▸ **Problema proposto A**
Atualize o trecho do texto sobre a Art Brussels, começando nas palavras "Quando estive na" e terminando após "que fui acumulando.", e substitua "Liège" por "Antuérpia".

▸ **Texto apresentado**
==================================================

Quando estive na Bélgica pela primeira vez, em 2017, passei dez dias em Liège – cidade industrial nas margens do rio Meuse – e apenas um par de horas em Bruxelas: o suficiente para passar pelo Manneken Pis, pela Catedral de São Miguel e Santa Gudula e apanhar o meu voo de regresso a casa. Desta vez, viajei até Bruxelas para a 41ª edição da Art Brussels, que decorreu na Brussels Expo Hall de 24 a 27 de abril. Vi a cidade nos intervalos de um programa de imprensa preenchido, pelas janelas ornamentadas num estilo art nouveau, mas, sobretudo, através das conversas nos cafés, das exposições e das folhas de sala que fui acumulando.
Nele Verhaeren – diretora da Art Brussels – esclareceu desde cedo o principal objetivo desta edição: estabelecer uma relação de proximidade com a cidade e as suas principais instituições culturais, afirmando Bruxelas não apenas como um centro político, mas também como uma capital cultural e artística vibrante. Talvez por isso o programa tenha começado precisamente com uma visita a algumas das mais importantes galerias e coleções de arte privadas da cidade.
Partimos do centro histórico para lxelles, uma comuna marcada pela presença de estudantes, artistas e intelectuais, com dezenas de galerias a poucos passos de distância. Entre elas, destaco a QG Gallery com a exposição High End and Above, de Frank Gerritz, onde as telas desconstruídas questionam os limites da superfície pictórica e, em última análise, o intervalo ténue entre a pintura e a escultura. Relembro também a galeria Xavier Hufkens que, à data em que escrevo, acolhe as exposições Mysterious Leap, de Matt Connors, e And there is a place you will not be able to return, de Nathanaëlle Herbelin. Resultado de um estudo sobre os mecanismos de tradução entre a observação e a representação, Mysterious Leap apresenta uma série de pinturas de pequena e grande escala. São trabalhos que reúnem as cores, as formas e as texturas que pontuam o universo visual do artista; composições fragmentadas que – embora visualmente distintas – dialogam entre si, encetando um jogo de contágio rítmico. Em And there is a place you will not be able to return, a abstração de Matt Connors dá lugar à figuração crua e melancólica de Nathanaëlle Herbelin. Através de um conjunto de retratos e pinturas de interior, envoltas numa atmosfera sóbria, a artista recupera alguns momentos de intimidade e os rituais que, na religião judaica, assinalam o processo de luto. Enquanto escrevo, revejo uma vez mais Dinner with Hard-Boiled Eggs, uma representação da Se’udat Havra’ah, a refeição de condolências que sucede a um enterro. Lembro as pinceladas vigorosas, as figuras quase grotescas e os ovos cozidos sobre a mesa – símbolo do ciclo da vida e da renovação. Ao mesmo tempo, reflito sobre a intimidade de partilhar uma refeição e os pequenos gestos de resistência coletiva. Aqui, a história individual surge indissociável de uma história coletiva, marcada pela violência, pela tensão política e por um profundo sentimento de incerteza.

==================================================

(Linhas de um conjunto de dados de apontamento)
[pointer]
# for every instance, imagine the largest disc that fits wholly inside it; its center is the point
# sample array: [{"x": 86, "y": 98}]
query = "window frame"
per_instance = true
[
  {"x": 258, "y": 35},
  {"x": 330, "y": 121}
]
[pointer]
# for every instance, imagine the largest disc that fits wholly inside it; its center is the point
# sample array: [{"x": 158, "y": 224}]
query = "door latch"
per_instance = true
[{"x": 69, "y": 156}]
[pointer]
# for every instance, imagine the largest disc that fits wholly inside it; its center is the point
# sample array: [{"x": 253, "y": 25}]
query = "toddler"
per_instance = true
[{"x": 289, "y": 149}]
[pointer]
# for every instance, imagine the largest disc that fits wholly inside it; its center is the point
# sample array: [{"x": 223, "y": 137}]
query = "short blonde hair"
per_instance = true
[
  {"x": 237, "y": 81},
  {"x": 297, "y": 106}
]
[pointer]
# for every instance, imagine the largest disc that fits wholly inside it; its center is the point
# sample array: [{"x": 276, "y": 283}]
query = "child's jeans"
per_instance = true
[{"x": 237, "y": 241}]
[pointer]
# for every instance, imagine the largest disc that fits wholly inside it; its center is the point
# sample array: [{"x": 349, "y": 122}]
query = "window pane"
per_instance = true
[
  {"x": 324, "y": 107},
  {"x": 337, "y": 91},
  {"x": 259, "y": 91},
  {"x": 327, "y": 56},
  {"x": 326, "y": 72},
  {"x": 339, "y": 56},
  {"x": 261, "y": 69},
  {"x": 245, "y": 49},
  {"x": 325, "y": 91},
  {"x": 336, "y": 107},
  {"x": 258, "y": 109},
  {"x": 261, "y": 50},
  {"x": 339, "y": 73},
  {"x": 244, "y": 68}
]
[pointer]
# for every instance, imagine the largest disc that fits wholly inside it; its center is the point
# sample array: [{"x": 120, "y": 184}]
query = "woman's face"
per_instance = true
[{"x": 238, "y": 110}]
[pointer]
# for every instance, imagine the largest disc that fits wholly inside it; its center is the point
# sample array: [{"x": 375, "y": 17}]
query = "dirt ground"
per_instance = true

==================================================

▸ **Problema proposto B**
Mostre todas as linhas acima que contêm a palavra "array".

▸ **Resultado do exercício A**
Quando estive na Bélgica pela primeira vez, em 2017, passei dez dias em Antuérpia – cidade industrial nas margens do rio Meuse – e apenas um par de horas em Bruxelas: o suficiente para passar pelo Manneken Pis, pela Catedral de São Miguel e Santa Gudula e apanhar o meu voo de regresso a casa. Desta vez, viajei até Bruxelas para a 41ª edição da Art Brussels, que decorreu na Brussels Expo Hall de 24 a 27 de abril. Vi a cidade nos intervalos de um programa de imprensa preenchido, pelas janelas ornamentadas num estilo art nouveau, mas, sobretudo, através das conversas nos cafés, das exposições e das folhas de sala que fui acumulando.

▸ **Resultado do exercício B**
# sample array: [{"x": 86, "y": 98}]
# sample array: [{"x": 158, "y": 224}]
# sample array: [{"x": 253, "y": 25}]
# sample array: [{"x": 223, "y": 137}]
# sample array: [{"x": 276, "y": 283}]
# sample array: [{"x": 349, "y": 122}]
# sample array: [{"x": 120, "y": 184}]
# sample array: [{"x": 375, "y": 17}]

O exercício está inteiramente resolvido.